### [EXERCISE]
Where a line in the records below contains the string "short", tally it; give only the final number.

(Point-per-instance localization data)
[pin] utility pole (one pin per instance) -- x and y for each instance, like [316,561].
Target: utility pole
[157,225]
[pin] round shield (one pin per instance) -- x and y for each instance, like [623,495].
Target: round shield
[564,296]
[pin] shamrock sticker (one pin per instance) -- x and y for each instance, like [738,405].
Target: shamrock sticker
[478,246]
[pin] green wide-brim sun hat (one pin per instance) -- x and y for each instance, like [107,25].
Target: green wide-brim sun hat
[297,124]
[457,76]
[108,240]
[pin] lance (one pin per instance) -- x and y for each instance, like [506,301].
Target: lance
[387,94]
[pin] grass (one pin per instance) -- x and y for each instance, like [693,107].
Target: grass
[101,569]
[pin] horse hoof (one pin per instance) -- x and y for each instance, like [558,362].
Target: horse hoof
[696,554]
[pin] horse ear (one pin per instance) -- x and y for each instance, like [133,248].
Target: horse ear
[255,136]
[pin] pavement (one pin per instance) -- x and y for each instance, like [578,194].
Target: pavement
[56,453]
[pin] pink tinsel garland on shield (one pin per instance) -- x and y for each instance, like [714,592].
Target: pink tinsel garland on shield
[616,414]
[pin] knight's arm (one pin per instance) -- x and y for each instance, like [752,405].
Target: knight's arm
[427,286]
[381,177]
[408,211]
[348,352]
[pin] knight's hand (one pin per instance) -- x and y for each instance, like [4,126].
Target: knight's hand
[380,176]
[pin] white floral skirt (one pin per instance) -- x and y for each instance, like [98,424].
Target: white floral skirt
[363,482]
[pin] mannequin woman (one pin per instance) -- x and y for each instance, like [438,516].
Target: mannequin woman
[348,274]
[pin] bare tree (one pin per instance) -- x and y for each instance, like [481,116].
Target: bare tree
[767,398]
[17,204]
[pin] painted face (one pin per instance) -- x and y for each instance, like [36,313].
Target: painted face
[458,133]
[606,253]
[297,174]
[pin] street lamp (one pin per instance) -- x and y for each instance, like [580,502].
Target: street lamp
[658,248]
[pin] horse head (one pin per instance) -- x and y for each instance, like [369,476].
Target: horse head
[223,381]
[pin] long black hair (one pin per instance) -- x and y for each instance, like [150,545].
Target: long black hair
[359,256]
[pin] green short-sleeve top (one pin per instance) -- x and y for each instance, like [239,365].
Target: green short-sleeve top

### [RESPONSE BELOW]
2